Point labeling data based on photographs
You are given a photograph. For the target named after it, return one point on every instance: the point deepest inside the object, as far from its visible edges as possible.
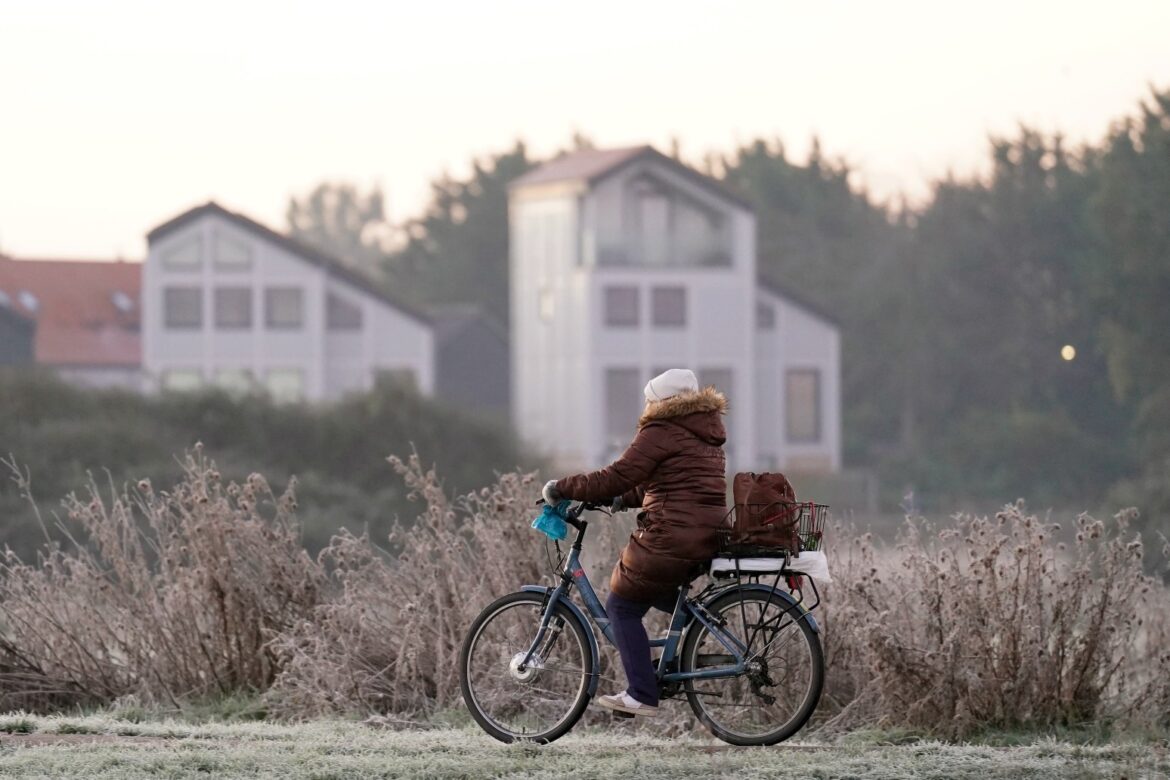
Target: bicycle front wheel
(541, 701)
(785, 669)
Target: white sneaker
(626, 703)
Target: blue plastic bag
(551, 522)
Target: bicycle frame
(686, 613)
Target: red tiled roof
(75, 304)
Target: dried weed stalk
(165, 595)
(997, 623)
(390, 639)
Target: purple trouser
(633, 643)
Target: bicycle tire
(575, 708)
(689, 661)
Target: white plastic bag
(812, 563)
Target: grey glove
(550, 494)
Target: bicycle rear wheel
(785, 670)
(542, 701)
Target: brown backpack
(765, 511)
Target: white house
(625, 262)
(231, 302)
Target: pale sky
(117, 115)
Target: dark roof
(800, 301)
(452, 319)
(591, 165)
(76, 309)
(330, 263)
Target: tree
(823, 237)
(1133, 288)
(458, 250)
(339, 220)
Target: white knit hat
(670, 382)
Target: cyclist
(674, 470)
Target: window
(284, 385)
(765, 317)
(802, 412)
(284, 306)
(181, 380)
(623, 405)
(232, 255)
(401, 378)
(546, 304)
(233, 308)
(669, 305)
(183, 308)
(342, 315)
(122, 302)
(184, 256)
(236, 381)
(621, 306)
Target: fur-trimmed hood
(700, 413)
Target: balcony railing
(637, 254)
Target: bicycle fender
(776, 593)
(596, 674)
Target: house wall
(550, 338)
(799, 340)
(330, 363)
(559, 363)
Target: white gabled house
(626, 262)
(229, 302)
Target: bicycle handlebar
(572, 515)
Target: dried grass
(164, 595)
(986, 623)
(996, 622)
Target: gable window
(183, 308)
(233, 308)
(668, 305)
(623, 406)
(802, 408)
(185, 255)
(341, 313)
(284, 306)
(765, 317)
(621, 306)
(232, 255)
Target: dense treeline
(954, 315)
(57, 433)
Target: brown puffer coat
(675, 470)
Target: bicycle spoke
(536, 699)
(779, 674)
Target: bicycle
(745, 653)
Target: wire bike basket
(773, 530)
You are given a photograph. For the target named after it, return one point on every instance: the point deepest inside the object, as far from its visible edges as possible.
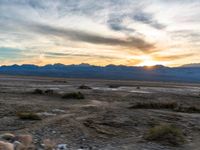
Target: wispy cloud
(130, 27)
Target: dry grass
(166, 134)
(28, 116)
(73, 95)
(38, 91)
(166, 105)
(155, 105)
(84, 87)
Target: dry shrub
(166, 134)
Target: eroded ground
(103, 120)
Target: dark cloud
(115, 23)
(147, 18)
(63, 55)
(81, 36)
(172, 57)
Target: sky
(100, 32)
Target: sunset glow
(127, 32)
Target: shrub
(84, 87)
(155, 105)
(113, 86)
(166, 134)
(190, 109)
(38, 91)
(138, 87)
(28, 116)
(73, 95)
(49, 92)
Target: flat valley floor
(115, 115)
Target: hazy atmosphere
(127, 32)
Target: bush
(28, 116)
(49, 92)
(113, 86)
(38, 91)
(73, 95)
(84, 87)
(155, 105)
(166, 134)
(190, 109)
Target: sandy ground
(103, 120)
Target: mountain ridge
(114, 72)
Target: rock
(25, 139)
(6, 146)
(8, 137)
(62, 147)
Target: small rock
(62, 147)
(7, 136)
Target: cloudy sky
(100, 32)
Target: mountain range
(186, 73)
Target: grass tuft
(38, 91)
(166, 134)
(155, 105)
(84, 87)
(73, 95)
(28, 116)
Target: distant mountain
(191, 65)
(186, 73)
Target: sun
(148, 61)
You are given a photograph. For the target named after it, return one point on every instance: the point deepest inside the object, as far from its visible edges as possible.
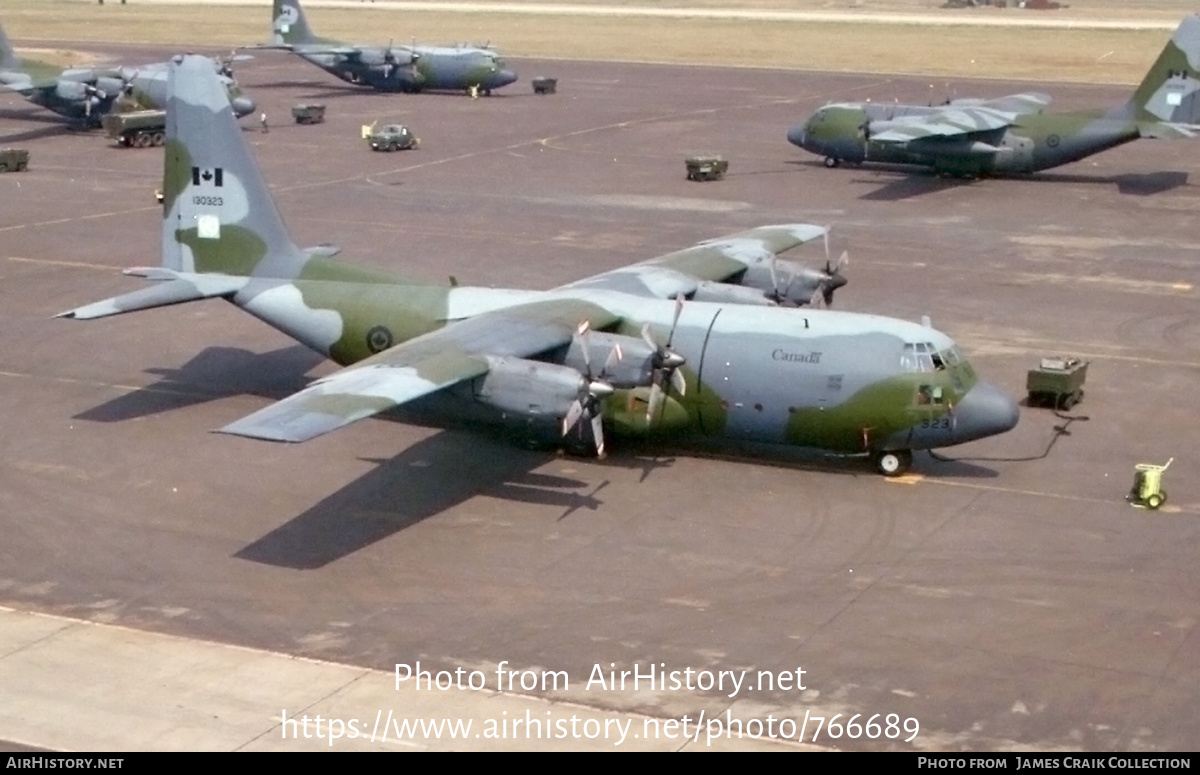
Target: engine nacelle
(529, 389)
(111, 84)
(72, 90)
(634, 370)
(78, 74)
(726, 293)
--
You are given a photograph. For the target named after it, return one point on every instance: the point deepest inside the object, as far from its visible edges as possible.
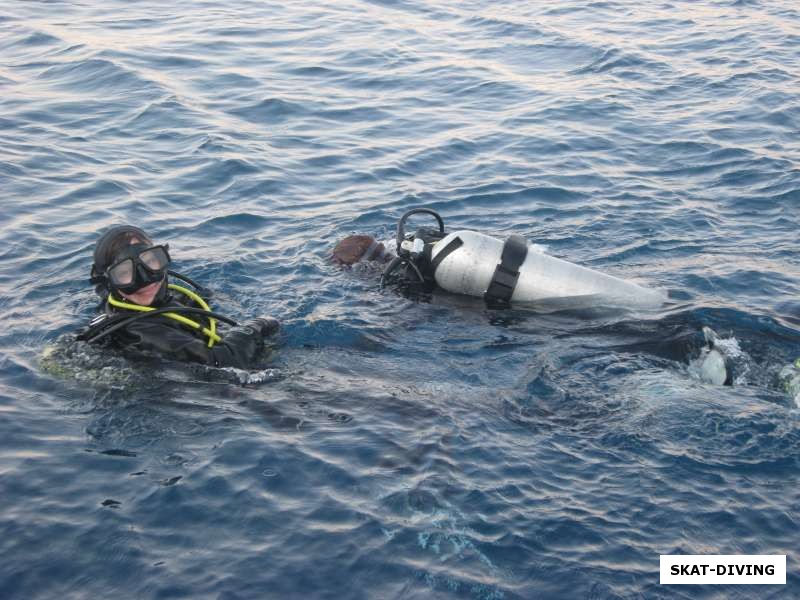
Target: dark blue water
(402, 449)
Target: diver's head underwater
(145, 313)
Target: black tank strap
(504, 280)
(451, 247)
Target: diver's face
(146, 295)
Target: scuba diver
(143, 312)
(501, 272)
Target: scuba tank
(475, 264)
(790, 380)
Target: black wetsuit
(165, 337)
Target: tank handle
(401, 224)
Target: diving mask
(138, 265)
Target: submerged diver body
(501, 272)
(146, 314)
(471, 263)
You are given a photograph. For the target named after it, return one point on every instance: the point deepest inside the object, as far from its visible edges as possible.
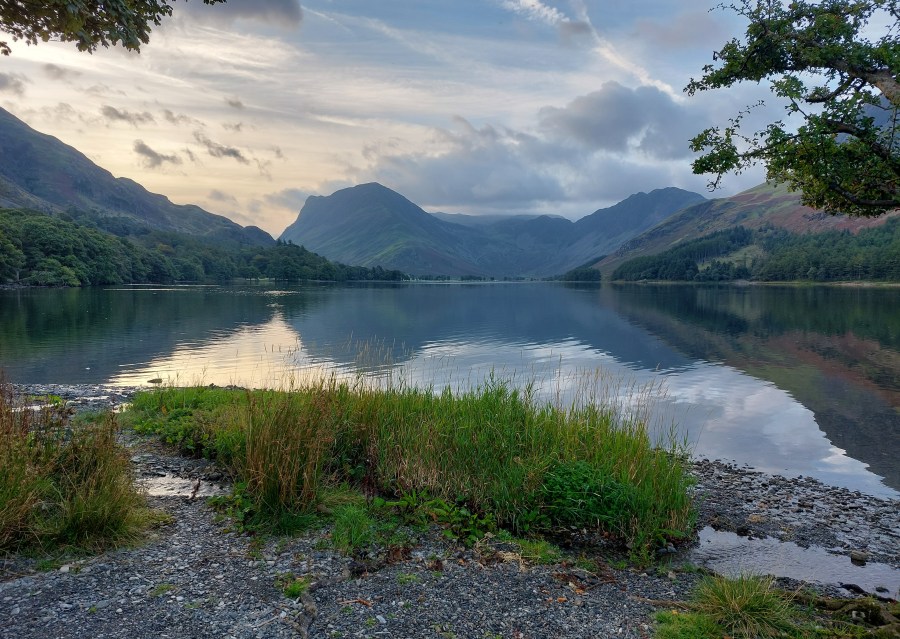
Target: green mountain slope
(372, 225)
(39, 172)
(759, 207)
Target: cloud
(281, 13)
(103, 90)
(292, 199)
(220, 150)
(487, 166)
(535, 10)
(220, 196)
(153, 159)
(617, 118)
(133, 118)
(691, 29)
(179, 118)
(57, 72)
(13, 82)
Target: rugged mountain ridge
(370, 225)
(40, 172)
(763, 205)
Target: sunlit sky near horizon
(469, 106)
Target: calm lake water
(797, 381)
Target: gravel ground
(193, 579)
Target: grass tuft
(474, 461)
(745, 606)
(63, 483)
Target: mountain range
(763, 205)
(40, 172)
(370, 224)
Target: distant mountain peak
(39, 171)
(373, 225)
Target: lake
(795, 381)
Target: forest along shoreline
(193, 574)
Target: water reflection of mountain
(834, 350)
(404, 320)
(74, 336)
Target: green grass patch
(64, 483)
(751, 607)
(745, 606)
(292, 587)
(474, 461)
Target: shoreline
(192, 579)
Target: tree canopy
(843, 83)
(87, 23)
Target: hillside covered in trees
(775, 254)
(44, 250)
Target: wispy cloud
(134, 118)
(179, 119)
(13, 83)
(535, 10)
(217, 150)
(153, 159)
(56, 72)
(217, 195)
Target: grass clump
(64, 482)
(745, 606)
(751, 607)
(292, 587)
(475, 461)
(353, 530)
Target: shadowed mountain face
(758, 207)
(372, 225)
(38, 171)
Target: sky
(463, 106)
==
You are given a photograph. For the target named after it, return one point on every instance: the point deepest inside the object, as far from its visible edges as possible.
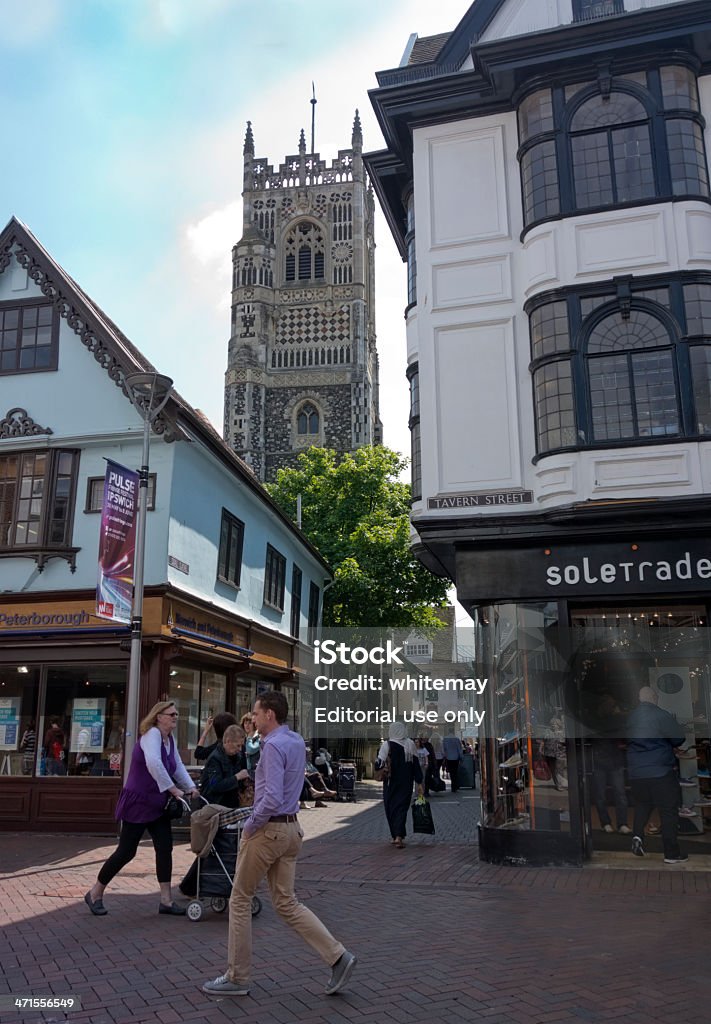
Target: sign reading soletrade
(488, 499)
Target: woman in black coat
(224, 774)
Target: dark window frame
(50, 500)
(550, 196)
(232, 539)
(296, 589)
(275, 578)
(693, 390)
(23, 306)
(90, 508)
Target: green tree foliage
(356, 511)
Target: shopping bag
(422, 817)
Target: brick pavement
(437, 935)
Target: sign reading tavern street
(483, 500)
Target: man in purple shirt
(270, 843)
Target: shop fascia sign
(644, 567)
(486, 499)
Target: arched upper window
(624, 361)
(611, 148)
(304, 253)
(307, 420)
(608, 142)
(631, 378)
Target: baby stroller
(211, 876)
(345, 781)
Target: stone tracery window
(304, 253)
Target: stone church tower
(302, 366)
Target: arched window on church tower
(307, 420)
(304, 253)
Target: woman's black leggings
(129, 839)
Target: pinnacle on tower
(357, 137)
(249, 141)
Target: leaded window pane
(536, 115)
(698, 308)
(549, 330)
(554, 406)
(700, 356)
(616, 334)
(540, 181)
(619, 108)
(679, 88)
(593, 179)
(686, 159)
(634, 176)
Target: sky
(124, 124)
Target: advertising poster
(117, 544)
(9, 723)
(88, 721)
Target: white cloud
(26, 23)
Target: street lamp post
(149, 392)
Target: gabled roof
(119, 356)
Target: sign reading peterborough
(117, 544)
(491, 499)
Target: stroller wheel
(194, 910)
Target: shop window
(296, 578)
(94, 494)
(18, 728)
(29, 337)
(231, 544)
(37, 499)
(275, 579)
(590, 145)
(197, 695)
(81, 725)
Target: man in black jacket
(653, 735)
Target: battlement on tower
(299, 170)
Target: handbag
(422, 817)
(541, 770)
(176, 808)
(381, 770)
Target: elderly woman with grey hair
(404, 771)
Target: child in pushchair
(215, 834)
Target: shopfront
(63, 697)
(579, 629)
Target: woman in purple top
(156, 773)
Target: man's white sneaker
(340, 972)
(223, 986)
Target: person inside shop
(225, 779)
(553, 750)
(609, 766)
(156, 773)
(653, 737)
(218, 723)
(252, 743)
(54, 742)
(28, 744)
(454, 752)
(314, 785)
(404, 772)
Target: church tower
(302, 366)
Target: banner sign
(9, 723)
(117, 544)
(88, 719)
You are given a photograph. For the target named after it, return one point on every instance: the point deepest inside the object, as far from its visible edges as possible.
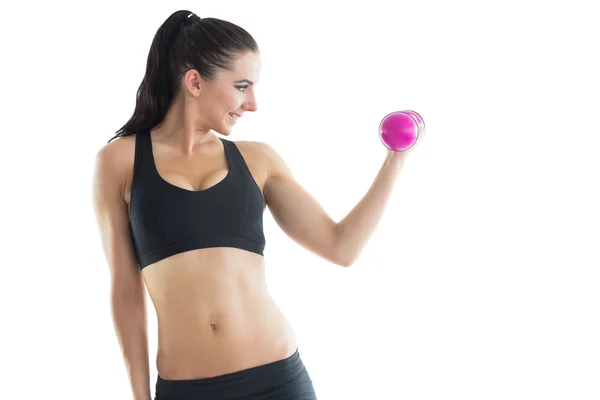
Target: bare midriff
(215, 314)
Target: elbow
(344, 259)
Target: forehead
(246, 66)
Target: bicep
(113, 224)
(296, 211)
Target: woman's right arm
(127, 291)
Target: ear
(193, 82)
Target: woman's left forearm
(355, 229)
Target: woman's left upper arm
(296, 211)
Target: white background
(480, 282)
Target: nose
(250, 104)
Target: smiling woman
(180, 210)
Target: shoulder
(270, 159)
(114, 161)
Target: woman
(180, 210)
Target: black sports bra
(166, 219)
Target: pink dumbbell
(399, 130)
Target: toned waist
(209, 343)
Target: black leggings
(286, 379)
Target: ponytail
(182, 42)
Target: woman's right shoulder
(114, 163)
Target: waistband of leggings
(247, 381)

DO THIS
Report each line of the material in which the word "dried" appears, copying every such line in full.

PROBLEM SOLUTION
Target: dried weed stalk
Target: dried grass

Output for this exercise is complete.